Instructions for the task:
Return all lines of the data in which the string "water" occurs.

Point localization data
---------------

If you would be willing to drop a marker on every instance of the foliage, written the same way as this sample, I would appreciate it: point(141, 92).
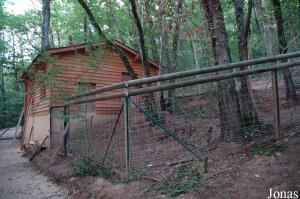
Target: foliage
point(89, 166)
point(183, 180)
point(265, 149)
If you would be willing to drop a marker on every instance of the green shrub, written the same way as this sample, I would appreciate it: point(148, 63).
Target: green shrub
point(88, 166)
point(184, 180)
point(265, 149)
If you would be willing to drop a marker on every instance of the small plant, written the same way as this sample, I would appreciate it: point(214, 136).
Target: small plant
point(88, 166)
point(184, 180)
point(265, 149)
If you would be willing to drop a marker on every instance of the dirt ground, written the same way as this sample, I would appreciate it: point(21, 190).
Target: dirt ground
point(20, 179)
point(231, 175)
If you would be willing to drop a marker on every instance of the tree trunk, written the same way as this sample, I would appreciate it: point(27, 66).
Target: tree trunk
point(58, 38)
point(2, 86)
point(109, 44)
point(85, 29)
point(195, 57)
point(52, 45)
point(299, 8)
point(283, 48)
point(149, 99)
point(248, 108)
point(15, 68)
point(46, 24)
point(152, 41)
point(230, 116)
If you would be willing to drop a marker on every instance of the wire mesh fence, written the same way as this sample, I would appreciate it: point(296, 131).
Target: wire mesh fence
point(160, 128)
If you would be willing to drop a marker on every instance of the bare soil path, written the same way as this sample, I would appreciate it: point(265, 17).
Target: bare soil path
point(20, 180)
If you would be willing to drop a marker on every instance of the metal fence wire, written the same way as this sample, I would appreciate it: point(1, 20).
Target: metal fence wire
point(187, 117)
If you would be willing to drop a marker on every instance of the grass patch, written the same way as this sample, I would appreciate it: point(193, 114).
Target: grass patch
point(89, 166)
point(183, 180)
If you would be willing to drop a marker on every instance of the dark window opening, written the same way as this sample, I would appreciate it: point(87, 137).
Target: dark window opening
point(88, 107)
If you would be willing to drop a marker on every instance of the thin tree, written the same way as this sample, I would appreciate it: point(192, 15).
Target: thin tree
point(46, 24)
point(149, 99)
point(108, 43)
point(248, 108)
point(229, 110)
point(283, 48)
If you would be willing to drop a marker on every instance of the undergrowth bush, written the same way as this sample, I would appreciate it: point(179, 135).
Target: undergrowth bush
point(183, 180)
point(89, 166)
point(265, 149)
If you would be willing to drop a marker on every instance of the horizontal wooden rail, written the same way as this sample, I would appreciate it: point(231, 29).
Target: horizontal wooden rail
point(182, 74)
point(185, 83)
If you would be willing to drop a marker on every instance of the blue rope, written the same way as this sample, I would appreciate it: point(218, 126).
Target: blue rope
point(165, 129)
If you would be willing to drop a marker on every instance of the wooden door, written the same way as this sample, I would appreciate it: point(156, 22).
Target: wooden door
point(57, 128)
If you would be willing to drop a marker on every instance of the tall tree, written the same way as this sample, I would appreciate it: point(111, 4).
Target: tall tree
point(230, 116)
point(46, 24)
point(248, 108)
point(149, 20)
point(149, 99)
point(283, 48)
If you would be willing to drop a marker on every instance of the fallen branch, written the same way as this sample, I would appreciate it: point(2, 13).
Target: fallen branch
point(179, 162)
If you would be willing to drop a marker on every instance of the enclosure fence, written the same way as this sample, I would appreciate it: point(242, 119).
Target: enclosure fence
point(156, 122)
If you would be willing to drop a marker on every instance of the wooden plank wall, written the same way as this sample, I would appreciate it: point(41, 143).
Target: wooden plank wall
point(80, 67)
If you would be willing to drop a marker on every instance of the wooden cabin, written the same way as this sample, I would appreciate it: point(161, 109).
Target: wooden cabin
point(68, 71)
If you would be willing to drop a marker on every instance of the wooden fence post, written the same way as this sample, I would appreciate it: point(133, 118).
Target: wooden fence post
point(127, 138)
point(66, 121)
point(276, 104)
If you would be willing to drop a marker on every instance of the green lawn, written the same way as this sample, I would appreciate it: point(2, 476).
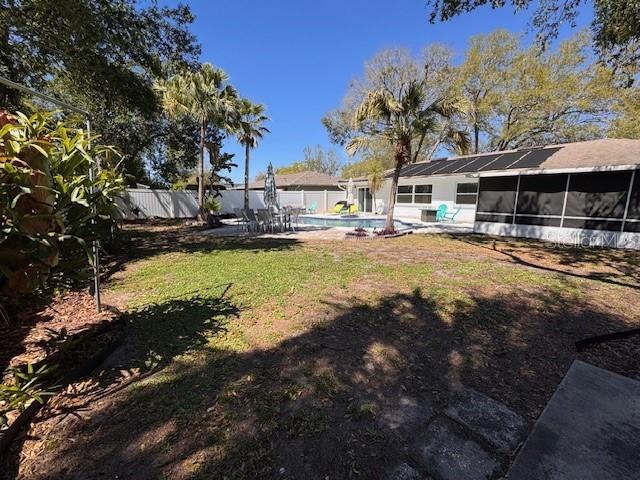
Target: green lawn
point(279, 359)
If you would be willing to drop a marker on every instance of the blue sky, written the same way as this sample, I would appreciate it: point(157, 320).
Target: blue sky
point(297, 57)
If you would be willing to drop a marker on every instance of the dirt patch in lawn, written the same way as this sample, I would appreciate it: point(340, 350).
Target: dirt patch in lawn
point(338, 382)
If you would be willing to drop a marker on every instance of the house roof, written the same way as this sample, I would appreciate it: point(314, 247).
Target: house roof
point(299, 179)
point(591, 154)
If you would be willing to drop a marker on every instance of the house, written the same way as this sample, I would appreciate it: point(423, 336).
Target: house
point(307, 181)
point(584, 192)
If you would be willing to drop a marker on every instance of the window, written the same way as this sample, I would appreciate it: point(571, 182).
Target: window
point(601, 194)
point(497, 195)
point(466, 193)
point(422, 193)
point(541, 194)
point(414, 193)
point(405, 194)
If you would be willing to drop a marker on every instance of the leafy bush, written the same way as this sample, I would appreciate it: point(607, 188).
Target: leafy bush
point(212, 204)
point(25, 389)
point(50, 208)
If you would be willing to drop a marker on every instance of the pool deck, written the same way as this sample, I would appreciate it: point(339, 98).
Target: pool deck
point(312, 232)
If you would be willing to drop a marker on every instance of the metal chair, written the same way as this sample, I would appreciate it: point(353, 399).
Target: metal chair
point(251, 219)
point(241, 222)
point(264, 219)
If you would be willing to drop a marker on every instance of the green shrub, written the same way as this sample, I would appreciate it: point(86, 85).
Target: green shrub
point(212, 204)
point(47, 198)
point(25, 388)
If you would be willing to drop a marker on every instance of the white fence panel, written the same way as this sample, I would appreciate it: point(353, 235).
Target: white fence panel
point(231, 199)
point(144, 203)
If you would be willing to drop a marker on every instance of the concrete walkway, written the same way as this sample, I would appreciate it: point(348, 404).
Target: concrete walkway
point(590, 429)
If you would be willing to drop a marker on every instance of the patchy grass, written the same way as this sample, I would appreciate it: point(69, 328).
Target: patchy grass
point(273, 358)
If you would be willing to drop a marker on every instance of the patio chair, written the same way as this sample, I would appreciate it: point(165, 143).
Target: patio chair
point(240, 220)
point(339, 206)
point(442, 210)
point(451, 217)
point(293, 219)
point(313, 208)
point(265, 220)
point(252, 221)
point(445, 216)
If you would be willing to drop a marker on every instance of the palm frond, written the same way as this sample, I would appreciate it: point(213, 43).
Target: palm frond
point(357, 144)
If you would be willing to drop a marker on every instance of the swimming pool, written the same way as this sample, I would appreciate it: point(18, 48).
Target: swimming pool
point(351, 222)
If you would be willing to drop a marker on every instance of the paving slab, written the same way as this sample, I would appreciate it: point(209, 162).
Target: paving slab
point(407, 416)
point(590, 429)
point(405, 471)
point(447, 455)
point(493, 420)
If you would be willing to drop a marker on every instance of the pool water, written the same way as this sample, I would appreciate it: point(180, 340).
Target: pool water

---------------

Expected output:
If you would be willing to drop a marker on every instance of the pool water, written the same way as this sample, I would appreciate it: point(180, 340).
Target: pool water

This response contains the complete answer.